TEXT PASSAGE –
Why Those Inflation Numbers Look Bogus

Gas prices have skyrocketed. You're paying more at the grocery store. So why is it that every month when the government releases the latest inflation figures, the numbers never look high enough?

The long-standing debate about the Consumer Price Index (CPI) has come to the forefront in recent months. Although extremely steep jumps in the prices of many household necessities have increased the inflation rate, many still find that the number fails to give an accurate reflection of the price increases they're seeing in their own expenses.

Gross weighs in on the Consumer Price Index
Yesterday, bond expert Bill Gross added his voice to those claiming that the CPI understates actual inflation. While his analysis refers to factors like hedonic adjustments, equivalent rental rates, and substitution effects -- the same jargon that the Bureau of Labor Statistics (BLS) uses in producing its data -- his points boil down to this: The U.S. makes adjustments to its CPI that many other countries don't, and those adjustments don't reflect reality.

REQUIREMENTS –
A. Decide whether each statement below agrees with the inflation article, answering yes or no and quoting the words of the article that settle it: (i) Bill Gross claims that the CPI overstates actual inflation. (ii) Hedonic adjustments are among the terms the Bureau of Labor Statistics uses in producing its data. (iii) Gross's comments came yesterday.
B. Write out the passage of the inflation article between "Why Those Inflation" and "look high enough?", inclusive.
C. Answer these questions from the inflation article, each on its own line:
(i) What prices does the article say have skyrocketed?
(ii) What kind of expert is Bill Gross?
(iii) What does BLS stand for?

ENTRIES PROVIDED –
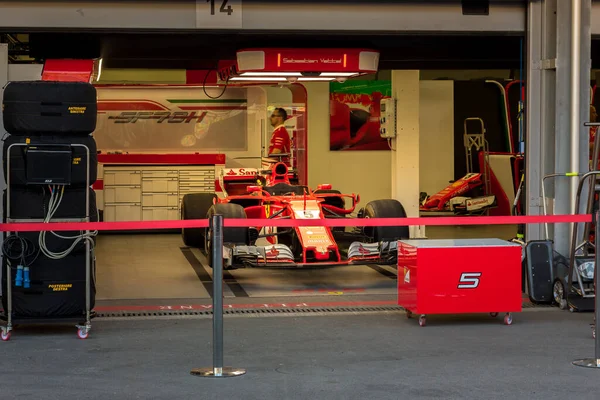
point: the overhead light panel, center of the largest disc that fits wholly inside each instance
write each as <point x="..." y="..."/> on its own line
<point x="299" y="65"/>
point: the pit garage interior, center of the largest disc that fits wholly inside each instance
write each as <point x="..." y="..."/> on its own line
<point x="469" y="76"/>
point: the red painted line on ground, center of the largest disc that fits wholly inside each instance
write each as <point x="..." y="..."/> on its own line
<point x="204" y="307"/>
<point x="203" y="223"/>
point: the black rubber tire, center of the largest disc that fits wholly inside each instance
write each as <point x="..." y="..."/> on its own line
<point x="387" y="208"/>
<point x="50" y="108"/>
<point x="238" y="236"/>
<point x="195" y="206"/>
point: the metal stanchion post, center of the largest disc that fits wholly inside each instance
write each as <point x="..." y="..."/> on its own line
<point x="217" y="369"/>
<point x="594" y="362"/>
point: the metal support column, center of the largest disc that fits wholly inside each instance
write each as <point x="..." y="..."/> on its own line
<point x="558" y="95"/>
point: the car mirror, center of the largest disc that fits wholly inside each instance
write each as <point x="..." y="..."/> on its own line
<point x="254" y="189"/>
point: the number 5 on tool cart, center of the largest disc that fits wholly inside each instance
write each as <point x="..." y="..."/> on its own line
<point x="459" y="276"/>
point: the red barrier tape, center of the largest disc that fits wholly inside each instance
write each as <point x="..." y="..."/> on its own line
<point x="289" y="223"/>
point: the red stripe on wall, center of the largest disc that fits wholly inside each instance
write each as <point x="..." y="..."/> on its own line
<point x="130" y="105"/>
<point x="182" y="159"/>
<point x="212" y="108"/>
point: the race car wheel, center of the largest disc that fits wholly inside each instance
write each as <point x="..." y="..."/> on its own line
<point x="387" y="208"/>
<point x="332" y="201"/>
<point x="195" y="206"/>
<point x="240" y="236"/>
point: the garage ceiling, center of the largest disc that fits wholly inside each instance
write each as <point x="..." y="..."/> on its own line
<point x="203" y="51"/>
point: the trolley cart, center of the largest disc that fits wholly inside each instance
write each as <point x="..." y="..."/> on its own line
<point x="459" y="276"/>
<point x="83" y="322"/>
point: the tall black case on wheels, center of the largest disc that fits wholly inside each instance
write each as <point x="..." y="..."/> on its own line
<point x="79" y="161"/>
<point x="539" y="268"/>
<point x="57" y="288"/>
<point x="49" y="108"/>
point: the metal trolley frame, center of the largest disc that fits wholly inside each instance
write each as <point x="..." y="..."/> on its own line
<point x="83" y="325"/>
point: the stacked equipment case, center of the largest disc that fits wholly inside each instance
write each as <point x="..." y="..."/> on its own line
<point x="50" y="164"/>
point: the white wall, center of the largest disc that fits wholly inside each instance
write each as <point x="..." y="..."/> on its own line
<point x="367" y="173"/>
<point x="257" y="100"/>
<point x="25" y="72"/>
<point x="3" y="80"/>
<point x="436" y="140"/>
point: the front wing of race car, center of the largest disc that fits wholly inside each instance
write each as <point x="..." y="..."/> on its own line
<point x="281" y="256"/>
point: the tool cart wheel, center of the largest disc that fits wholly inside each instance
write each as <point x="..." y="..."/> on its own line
<point x="82" y="333"/>
<point x="558" y="292"/>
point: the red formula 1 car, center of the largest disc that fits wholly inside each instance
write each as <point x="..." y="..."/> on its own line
<point x="276" y="198"/>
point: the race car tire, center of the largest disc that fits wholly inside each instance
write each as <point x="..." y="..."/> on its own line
<point x="387" y="208"/>
<point x="240" y="236"/>
<point x="195" y="206"/>
<point x="50" y="108"/>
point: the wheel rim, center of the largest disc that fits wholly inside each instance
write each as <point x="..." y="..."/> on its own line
<point x="558" y="292"/>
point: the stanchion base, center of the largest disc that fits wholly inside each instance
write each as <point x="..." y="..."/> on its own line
<point x="224" y="372"/>
<point x="588" y="363"/>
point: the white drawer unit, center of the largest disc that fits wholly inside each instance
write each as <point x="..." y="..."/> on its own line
<point x="160" y="213"/>
<point x="160" y="185"/>
<point x="160" y="199"/>
<point x="122" y="177"/>
<point x="122" y="212"/>
<point x="151" y="193"/>
<point x="122" y="194"/>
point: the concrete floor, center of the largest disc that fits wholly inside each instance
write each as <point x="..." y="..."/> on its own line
<point x="334" y="356"/>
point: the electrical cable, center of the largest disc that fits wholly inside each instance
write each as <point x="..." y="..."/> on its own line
<point x="54" y="204"/>
<point x="19" y="250"/>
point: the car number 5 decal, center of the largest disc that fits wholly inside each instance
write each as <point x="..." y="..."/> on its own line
<point x="469" y="280"/>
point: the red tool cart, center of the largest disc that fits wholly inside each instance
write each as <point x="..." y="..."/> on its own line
<point x="459" y="276"/>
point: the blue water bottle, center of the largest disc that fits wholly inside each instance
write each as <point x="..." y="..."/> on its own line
<point x="19" y="279"/>
<point x="26" y="281"/>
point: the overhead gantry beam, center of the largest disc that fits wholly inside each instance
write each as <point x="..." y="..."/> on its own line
<point x="249" y="15"/>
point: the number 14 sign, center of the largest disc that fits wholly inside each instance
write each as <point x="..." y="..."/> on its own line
<point x="219" y="14"/>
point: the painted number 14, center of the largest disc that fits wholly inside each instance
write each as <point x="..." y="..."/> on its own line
<point x="224" y="7"/>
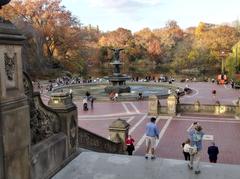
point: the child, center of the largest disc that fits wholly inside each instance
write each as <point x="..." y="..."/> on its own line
<point x="130" y="147"/>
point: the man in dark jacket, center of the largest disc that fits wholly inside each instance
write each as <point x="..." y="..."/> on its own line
<point x="213" y="152"/>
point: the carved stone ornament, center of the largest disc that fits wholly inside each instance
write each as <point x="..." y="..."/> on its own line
<point x="10" y="65"/>
<point x="43" y="123"/>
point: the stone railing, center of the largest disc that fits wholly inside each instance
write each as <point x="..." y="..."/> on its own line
<point x="216" y="109"/>
<point x="94" y="142"/>
<point x="173" y="107"/>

SOLUTIONS TO THE PROBLEMS –
A.
(i) No: "claiming that the CPI understates actual inflation"
(ii) Yes: "the same jargon that the Bureau of Labor Statistics (BLS) uses in producing its data"
(iii) Yes: "Yesterday, bond expert Bill Gross added his voice"

B.
Why Those Inflation Numbers Look Bogus

Gas prices have skyrocketed. You're paying more at the grocery store. So why is it that every month when the government releases the latest inflation figures, the numbers never look high enough?

C.
(i) Gas prices
(ii) A bond expert
(iii) Bureau of Labor Statistics